start Input records

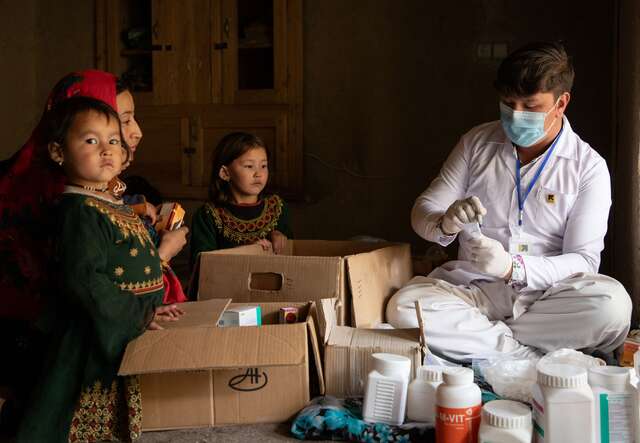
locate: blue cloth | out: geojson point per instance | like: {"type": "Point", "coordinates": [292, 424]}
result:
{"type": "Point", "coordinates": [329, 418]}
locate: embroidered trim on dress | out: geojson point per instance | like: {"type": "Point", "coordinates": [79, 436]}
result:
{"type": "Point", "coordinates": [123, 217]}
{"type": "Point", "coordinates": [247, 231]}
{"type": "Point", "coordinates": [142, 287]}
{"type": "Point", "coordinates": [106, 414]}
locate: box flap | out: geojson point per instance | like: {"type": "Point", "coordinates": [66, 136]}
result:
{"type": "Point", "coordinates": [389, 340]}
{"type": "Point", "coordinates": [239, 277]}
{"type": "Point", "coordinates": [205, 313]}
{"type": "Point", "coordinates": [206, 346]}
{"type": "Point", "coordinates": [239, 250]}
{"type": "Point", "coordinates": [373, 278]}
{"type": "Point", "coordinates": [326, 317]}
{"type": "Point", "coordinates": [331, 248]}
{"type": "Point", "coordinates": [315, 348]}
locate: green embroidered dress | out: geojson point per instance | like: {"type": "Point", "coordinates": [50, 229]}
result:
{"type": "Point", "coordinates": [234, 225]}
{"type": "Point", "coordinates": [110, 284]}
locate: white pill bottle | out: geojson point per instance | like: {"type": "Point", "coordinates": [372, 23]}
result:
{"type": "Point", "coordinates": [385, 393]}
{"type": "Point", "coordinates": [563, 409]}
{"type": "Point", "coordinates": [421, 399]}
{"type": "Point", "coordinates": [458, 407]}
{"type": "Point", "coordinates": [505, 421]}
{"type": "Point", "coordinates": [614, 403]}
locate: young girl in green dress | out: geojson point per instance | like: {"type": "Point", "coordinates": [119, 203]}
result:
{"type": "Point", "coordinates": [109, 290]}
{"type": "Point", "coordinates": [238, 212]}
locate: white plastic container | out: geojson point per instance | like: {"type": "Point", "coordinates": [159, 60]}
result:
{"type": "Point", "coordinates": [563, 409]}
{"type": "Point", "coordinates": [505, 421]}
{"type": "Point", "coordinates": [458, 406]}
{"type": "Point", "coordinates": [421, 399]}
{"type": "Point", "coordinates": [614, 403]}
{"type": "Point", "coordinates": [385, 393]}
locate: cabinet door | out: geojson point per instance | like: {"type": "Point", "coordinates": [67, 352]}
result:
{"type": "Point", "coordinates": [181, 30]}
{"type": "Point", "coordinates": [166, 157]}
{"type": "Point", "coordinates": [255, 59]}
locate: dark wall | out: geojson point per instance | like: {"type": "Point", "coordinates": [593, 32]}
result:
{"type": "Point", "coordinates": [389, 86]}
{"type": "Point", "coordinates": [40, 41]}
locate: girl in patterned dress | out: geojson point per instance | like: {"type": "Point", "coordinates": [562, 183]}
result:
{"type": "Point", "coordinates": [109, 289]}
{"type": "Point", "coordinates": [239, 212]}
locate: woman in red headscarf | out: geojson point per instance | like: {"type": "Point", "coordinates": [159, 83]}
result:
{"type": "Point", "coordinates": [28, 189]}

end Input records

**Given exercise**:
Rewrite all the items above, changing every "dress" to "gown" and keeping everything else the same. Leave the pictures out.

**Written answer**:
locate: blue cloth | out: geojson point per instance | like: {"type": "Point", "coordinates": [292, 424]}
result:
{"type": "Point", "coordinates": [329, 418]}
locate: embroidered trim on gown | out: geojson point per instance | like: {"type": "Point", "coordinates": [79, 436]}
result:
{"type": "Point", "coordinates": [123, 217]}
{"type": "Point", "coordinates": [247, 231]}
{"type": "Point", "coordinates": [142, 287]}
{"type": "Point", "coordinates": [106, 414]}
locate: box flap | out: geojson point per instance | like: {"type": "Point", "coordinates": [66, 136]}
result:
{"type": "Point", "coordinates": [389, 340]}
{"type": "Point", "coordinates": [239, 277]}
{"type": "Point", "coordinates": [205, 313]}
{"type": "Point", "coordinates": [206, 346]}
{"type": "Point", "coordinates": [239, 250]}
{"type": "Point", "coordinates": [373, 278]}
{"type": "Point", "coordinates": [326, 317]}
{"type": "Point", "coordinates": [331, 248]}
{"type": "Point", "coordinates": [315, 348]}
locate: green embroidered gown | out: geojson point per instance | like: {"type": "Point", "coordinates": [50, 229]}
result:
{"type": "Point", "coordinates": [234, 225]}
{"type": "Point", "coordinates": [110, 284]}
locate: white pill bottle | out: geojson point per instance | like: {"type": "Point", "coordinates": [372, 23]}
result:
{"type": "Point", "coordinates": [385, 393]}
{"type": "Point", "coordinates": [563, 409]}
{"type": "Point", "coordinates": [421, 399]}
{"type": "Point", "coordinates": [458, 407]}
{"type": "Point", "coordinates": [505, 421]}
{"type": "Point", "coordinates": [614, 403]}
locate: young girl in green gown | out: geojson point per instance | like: {"type": "Point", "coordinates": [119, 203]}
result:
{"type": "Point", "coordinates": [109, 290]}
{"type": "Point", "coordinates": [238, 212]}
locate: white plastic container | out: geojson point per instance | like: {"type": "Point", "coordinates": [159, 60]}
result:
{"type": "Point", "coordinates": [563, 409]}
{"type": "Point", "coordinates": [505, 421]}
{"type": "Point", "coordinates": [458, 406]}
{"type": "Point", "coordinates": [421, 399]}
{"type": "Point", "coordinates": [614, 403]}
{"type": "Point", "coordinates": [385, 393]}
locate: cabinet door | out: geojson point per instance | like: {"type": "Point", "coordinates": [67, 352]}
result:
{"type": "Point", "coordinates": [181, 30]}
{"type": "Point", "coordinates": [166, 157]}
{"type": "Point", "coordinates": [255, 59]}
locate: dark wall | out: geojson point per instance | like: {"type": "Point", "coordinates": [593, 32]}
result:
{"type": "Point", "coordinates": [389, 86]}
{"type": "Point", "coordinates": [40, 41]}
locate: girl in patterned gown | out: geojson point per instance | like: {"type": "Point", "coordinates": [562, 183]}
result:
{"type": "Point", "coordinates": [109, 289]}
{"type": "Point", "coordinates": [239, 212]}
locate: woman in red headscarf | out: geojson point per instance | like: {"type": "Point", "coordinates": [159, 83]}
result:
{"type": "Point", "coordinates": [28, 189]}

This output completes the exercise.